◆ Texto selecionado:
▽

O paciente que pode ser obrigado a amputar o pé por causa da decisão de juiz
07/12/2024
O porteiro Maurílio Rodrigues precisa ser transferido de hospital na cidade mineira de Ouro Preto, mas o juiz determinou que ele compareça pessoalmente, sob pena de extinção da ação. Em Ouro Preto, um juiz exigiu a presença no fórum de um paciente sem condições de alta e que precisa ser transferido de hospital
Um homem doente, que precisa ser transferido de hospital na cidade mineira de Ouro Preto, corre o risco de ter que amputar um pé por causa da decisão de um juiz.
Maurílio Rodrigues tem pressa. A diabetes dele se agravou nos últimos dias. Esta semana, ele fez uma cirurgia para amputar um dedo do pé e ainda corre risco de ter que fazer novas amputações. Ele precisa, com urgência, fazer uma cirurgia de revascularização. O problema é que o procedimento não é feito na Santa Casa de Ouro Preto. A família pediu à Justiça a transferência para outro hospital público.
"Meu filho foi lá e fez todos os trâmites direitinho. Conseguiu fazer os documentos, mas ele trouxe para eu assinar e entregar lá tudo no mesmo dia. Pegou e trouxe para mim. Aí eu fui e assinei", relata Maurílio Rodrigues Araújo, porteiro.
Mas, na sentença, o juiz Neanderson Martins Ramos, da Comarca de Ouro Preto, afirmou que havia divergência entre a assinatura da ação e da carteira de motorista de Maurílio, e que ele não esteve pessoalmente no balcão da secretaria, o que, segundo o juiz, é inadmissível.
O paciente que pode ser obrigado a amputar o pé por causa da decisão de um juiz
Reprodução/TV Globo
Então, intimou Maurílio a comparecer pessoalmente em 10 dias à secretaria, sob pena de extinção da ação. Diante da situação, Seu Maurílio enviou um documento desistindo da ação, explicando que não tinha como ir ao fórum.

△

[Registros extraídos]
▽

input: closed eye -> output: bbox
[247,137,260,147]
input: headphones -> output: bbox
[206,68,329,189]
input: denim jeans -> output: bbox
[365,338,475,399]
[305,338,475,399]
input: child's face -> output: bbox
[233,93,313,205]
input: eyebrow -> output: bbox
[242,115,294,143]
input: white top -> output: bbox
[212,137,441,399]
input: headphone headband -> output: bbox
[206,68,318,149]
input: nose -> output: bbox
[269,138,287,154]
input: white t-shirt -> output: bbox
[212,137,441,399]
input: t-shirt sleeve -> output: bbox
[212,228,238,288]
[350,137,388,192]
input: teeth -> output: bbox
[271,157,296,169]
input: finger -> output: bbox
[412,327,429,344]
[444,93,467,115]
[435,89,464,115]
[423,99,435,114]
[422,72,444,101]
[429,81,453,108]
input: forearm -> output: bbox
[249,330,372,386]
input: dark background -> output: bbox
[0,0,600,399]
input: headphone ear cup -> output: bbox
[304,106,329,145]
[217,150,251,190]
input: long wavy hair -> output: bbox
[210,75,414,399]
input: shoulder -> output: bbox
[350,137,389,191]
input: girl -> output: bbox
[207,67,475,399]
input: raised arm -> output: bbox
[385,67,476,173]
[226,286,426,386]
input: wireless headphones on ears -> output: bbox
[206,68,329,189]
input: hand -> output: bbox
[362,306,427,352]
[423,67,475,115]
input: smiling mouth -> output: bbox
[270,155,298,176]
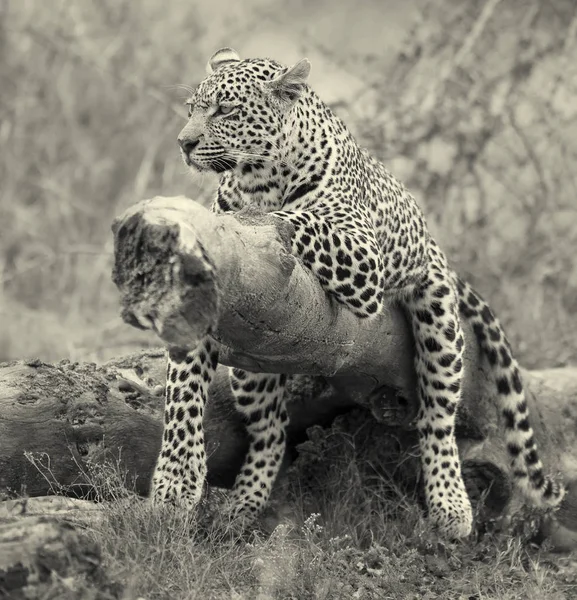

△

◆ Instruções da tarefa: Transcreva fielmente o trecho da reportagem sobre o paciente de Ouro Preto que começa em "Maurílio Rodrigues tem" e segue até "outro hospital público.".

◆ Área de resposta:
Maurílio Rodrigues tem pressa. A diabetes dele se agravou nos últimos dias. Esta semana, ele fez uma cirurgia para amputar um dedo do pé e ainda corre risco de ter que fazer novas amputações. Ele precisa, com urgência, fazer uma cirurgia de revascularização. O problema é que o procedimento não é feito na Santa Casa de Ouro Preto. A família pediu à Justiça a transferência para outro hospital público.